### Work instructions
Beginning with the line containing "If you could mark the open" and ending with the last line, repeat the records exactly.

### Location labeling records

____________

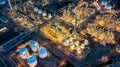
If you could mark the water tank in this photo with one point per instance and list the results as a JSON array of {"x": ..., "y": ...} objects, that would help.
[
  {"x": 32, "y": 61},
  {"x": 108, "y": 6},
  {"x": 35, "y": 9},
  {"x": 2, "y": 2},
  {"x": 72, "y": 46},
  {"x": 49, "y": 16},
  {"x": 42, "y": 52},
  {"x": 66, "y": 42},
  {"x": 86, "y": 42},
  {"x": 77, "y": 43},
  {"x": 44, "y": 13},
  {"x": 24, "y": 53},
  {"x": 79, "y": 50},
  {"x": 82, "y": 46},
  {"x": 34, "y": 45},
  {"x": 104, "y": 2},
  {"x": 39, "y": 11}
]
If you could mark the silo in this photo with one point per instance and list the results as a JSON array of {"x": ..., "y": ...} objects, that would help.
[
  {"x": 24, "y": 53},
  {"x": 34, "y": 45},
  {"x": 42, "y": 52},
  {"x": 32, "y": 61}
]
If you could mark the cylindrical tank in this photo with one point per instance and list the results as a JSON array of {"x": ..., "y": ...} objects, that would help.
[
  {"x": 86, "y": 42},
  {"x": 44, "y": 13},
  {"x": 2, "y": 2},
  {"x": 79, "y": 50},
  {"x": 32, "y": 61},
  {"x": 35, "y": 9},
  {"x": 72, "y": 46},
  {"x": 77, "y": 43},
  {"x": 66, "y": 42},
  {"x": 108, "y": 6},
  {"x": 49, "y": 16},
  {"x": 34, "y": 45},
  {"x": 24, "y": 53},
  {"x": 82, "y": 46},
  {"x": 39, "y": 11},
  {"x": 42, "y": 52},
  {"x": 104, "y": 2}
]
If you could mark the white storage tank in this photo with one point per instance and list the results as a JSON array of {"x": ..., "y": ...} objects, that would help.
[
  {"x": 32, "y": 61},
  {"x": 24, "y": 53},
  {"x": 44, "y": 13},
  {"x": 34, "y": 45},
  {"x": 42, "y": 52}
]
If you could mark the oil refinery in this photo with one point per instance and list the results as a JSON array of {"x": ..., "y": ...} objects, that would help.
[{"x": 59, "y": 33}]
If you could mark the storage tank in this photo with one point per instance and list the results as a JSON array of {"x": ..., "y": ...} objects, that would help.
[
  {"x": 82, "y": 46},
  {"x": 35, "y": 9},
  {"x": 79, "y": 50},
  {"x": 34, "y": 45},
  {"x": 44, "y": 13},
  {"x": 66, "y": 42},
  {"x": 72, "y": 46},
  {"x": 2, "y": 2},
  {"x": 24, "y": 53},
  {"x": 40, "y": 11},
  {"x": 104, "y": 2},
  {"x": 42, "y": 52},
  {"x": 108, "y": 6},
  {"x": 77, "y": 43},
  {"x": 86, "y": 42},
  {"x": 32, "y": 61},
  {"x": 49, "y": 16}
]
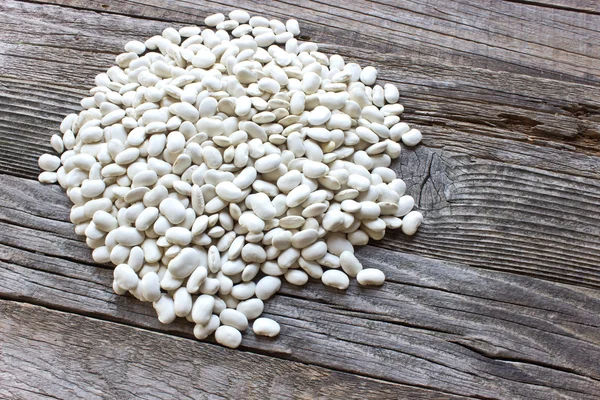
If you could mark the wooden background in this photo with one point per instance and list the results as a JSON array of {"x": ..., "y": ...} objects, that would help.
[{"x": 497, "y": 296}]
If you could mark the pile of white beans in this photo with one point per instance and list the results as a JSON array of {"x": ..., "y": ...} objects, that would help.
[{"x": 208, "y": 165}]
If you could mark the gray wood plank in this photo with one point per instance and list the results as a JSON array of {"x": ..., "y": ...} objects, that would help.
[
  {"x": 481, "y": 213},
  {"x": 434, "y": 324},
  {"x": 491, "y": 34},
  {"x": 97, "y": 359},
  {"x": 528, "y": 121}
]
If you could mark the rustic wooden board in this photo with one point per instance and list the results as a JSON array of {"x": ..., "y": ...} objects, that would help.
[
  {"x": 507, "y": 94},
  {"x": 513, "y": 213},
  {"x": 491, "y": 34},
  {"x": 71, "y": 356},
  {"x": 453, "y": 328}
]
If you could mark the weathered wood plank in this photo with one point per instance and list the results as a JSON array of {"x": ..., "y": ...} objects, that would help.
[
  {"x": 501, "y": 116},
  {"x": 481, "y": 213},
  {"x": 489, "y": 34},
  {"x": 586, "y": 6},
  {"x": 51, "y": 354},
  {"x": 434, "y": 324}
]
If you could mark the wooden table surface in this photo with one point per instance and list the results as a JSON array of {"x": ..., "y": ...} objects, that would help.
[{"x": 497, "y": 296}]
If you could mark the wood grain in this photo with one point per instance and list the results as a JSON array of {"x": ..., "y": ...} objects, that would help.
[
  {"x": 490, "y": 341},
  {"x": 513, "y": 133},
  {"x": 506, "y": 93},
  {"x": 453, "y": 328},
  {"x": 496, "y": 115},
  {"x": 496, "y": 35},
  {"x": 61, "y": 355}
]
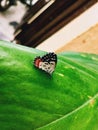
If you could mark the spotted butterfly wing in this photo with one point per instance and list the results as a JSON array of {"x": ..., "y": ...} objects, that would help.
[{"x": 47, "y": 62}]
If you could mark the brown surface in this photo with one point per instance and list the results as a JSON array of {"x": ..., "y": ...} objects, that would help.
[{"x": 86, "y": 42}]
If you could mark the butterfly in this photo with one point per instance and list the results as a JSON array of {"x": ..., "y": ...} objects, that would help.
[{"x": 47, "y": 62}]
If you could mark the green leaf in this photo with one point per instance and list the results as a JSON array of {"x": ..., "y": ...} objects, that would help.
[{"x": 32, "y": 99}]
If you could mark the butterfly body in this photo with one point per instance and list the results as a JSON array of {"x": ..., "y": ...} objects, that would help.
[{"x": 46, "y": 63}]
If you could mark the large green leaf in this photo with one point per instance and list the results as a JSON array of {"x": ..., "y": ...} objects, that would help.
[{"x": 31, "y": 99}]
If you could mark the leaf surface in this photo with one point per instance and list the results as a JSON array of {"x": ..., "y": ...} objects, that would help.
[{"x": 32, "y": 99}]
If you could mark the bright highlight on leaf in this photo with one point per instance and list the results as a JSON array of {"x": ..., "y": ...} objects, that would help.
[{"x": 32, "y": 100}]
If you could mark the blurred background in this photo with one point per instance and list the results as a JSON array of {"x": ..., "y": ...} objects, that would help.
[{"x": 51, "y": 25}]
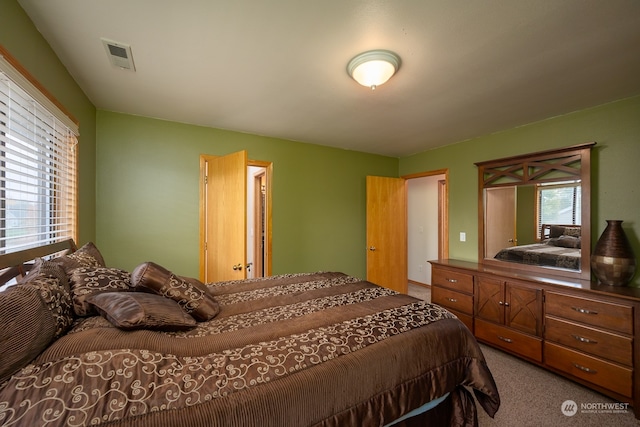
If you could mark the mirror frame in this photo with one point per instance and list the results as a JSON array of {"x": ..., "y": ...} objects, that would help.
[{"x": 534, "y": 168}]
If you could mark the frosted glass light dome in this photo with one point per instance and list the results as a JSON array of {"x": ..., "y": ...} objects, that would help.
[{"x": 374, "y": 67}]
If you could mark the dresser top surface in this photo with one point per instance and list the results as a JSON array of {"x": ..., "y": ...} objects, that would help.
[{"x": 550, "y": 279}]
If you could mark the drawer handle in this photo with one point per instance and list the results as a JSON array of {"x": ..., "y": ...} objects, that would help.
[
  {"x": 583, "y": 339},
  {"x": 585, "y": 369},
  {"x": 584, "y": 310}
]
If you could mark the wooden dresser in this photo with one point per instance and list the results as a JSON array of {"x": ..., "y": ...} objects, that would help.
[{"x": 584, "y": 331}]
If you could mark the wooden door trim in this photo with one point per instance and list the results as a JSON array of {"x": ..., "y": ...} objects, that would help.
[{"x": 202, "y": 211}]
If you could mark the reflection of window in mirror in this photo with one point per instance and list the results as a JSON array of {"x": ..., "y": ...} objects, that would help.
[{"x": 558, "y": 203}]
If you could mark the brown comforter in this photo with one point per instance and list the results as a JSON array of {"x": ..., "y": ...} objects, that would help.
[{"x": 321, "y": 349}]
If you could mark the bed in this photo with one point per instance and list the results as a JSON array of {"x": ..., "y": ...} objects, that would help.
[
  {"x": 559, "y": 247},
  {"x": 316, "y": 349}
]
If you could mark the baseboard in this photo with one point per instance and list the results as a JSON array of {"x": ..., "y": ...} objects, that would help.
[{"x": 424, "y": 285}]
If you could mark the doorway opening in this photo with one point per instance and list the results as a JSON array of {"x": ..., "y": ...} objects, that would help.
[
  {"x": 235, "y": 217},
  {"x": 256, "y": 221},
  {"x": 427, "y": 223}
]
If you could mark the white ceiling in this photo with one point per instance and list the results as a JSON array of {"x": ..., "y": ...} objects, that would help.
[{"x": 278, "y": 67}]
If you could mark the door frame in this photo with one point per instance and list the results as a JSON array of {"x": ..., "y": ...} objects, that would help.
[
  {"x": 268, "y": 166},
  {"x": 443, "y": 208}
]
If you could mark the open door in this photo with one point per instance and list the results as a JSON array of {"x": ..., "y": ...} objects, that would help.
[
  {"x": 225, "y": 221},
  {"x": 500, "y": 207},
  {"x": 387, "y": 232}
]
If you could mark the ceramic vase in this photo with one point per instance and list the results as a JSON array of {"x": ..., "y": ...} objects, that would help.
[{"x": 613, "y": 262}]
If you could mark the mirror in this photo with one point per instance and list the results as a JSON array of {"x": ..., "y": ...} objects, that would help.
[{"x": 534, "y": 212}]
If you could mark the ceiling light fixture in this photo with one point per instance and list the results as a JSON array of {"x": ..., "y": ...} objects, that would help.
[{"x": 374, "y": 67}]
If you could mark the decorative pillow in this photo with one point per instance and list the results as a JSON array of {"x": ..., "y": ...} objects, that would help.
[
  {"x": 568, "y": 241},
  {"x": 27, "y": 328},
  {"x": 192, "y": 295},
  {"x": 86, "y": 256},
  {"x": 50, "y": 279},
  {"x": 572, "y": 231},
  {"x": 556, "y": 231},
  {"x": 86, "y": 281},
  {"x": 138, "y": 310}
]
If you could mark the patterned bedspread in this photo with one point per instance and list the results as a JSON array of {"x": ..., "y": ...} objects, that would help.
[
  {"x": 542, "y": 254},
  {"x": 297, "y": 350}
]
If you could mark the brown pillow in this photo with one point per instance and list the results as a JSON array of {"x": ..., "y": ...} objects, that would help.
[
  {"x": 192, "y": 295},
  {"x": 572, "y": 231},
  {"x": 86, "y": 281},
  {"x": 50, "y": 279},
  {"x": 137, "y": 310},
  {"x": 86, "y": 256},
  {"x": 556, "y": 231},
  {"x": 27, "y": 328}
]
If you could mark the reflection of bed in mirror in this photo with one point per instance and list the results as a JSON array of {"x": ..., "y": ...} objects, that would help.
[
  {"x": 516, "y": 195},
  {"x": 559, "y": 247}
]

____________

### Exercise response
If you could mark the open door in this photo with one point per instance and list the results as a JSON array of {"x": ..., "y": ...} objects, that would help.
[
  {"x": 225, "y": 221},
  {"x": 500, "y": 207},
  {"x": 387, "y": 232}
]
If you could mark the ceramic vase in this photo with one point per instance and list the results as a JSON array of {"x": ..., "y": ...} objects, that would help.
[{"x": 613, "y": 262}]
If you could mark the mirror in this photo with one point per instance and list the results as a JSON array of {"x": ..., "y": ...} objects, that would help.
[{"x": 534, "y": 212}]
If you could mark the ceiling light fixture in this photo with one point per instance and list the results as a JSON array of {"x": ..., "y": ...} objects, that would help.
[{"x": 374, "y": 67}]
If you could mark the decorative pillow in this photo with one point per instance and list the results as a JSON array of {"x": ..., "y": ...} objects, that would help.
[
  {"x": 568, "y": 241},
  {"x": 27, "y": 328},
  {"x": 192, "y": 295},
  {"x": 86, "y": 256},
  {"x": 50, "y": 279},
  {"x": 572, "y": 231},
  {"x": 556, "y": 231},
  {"x": 86, "y": 281},
  {"x": 138, "y": 310}
]
If you could mark the patterned bedspread in this photo with one point per instance and list the results as a JSON array of {"x": ..., "y": ...} objects, that would help.
[
  {"x": 542, "y": 254},
  {"x": 297, "y": 350}
]
If you could mark the brown pillow in this photo with one point per instance and list the results as a JSON array of {"x": ..., "y": ...} objects, that would help.
[
  {"x": 192, "y": 295},
  {"x": 572, "y": 231},
  {"x": 86, "y": 281},
  {"x": 50, "y": 279},
  {"x": 137, "y": 310},
  {"x": 86, "y": 256},
  {"x": 556, "y": 231},
  {"x": 27, "y": 328}
]
If you could mark the reflection of bed in mirror in this photo with one point per instance and list the results as a JSON array of {"x": ..., "y": ...} objects, that would help.
[
  {"x": 516, "y": 195},
  {"x": 559, "y": 247}
]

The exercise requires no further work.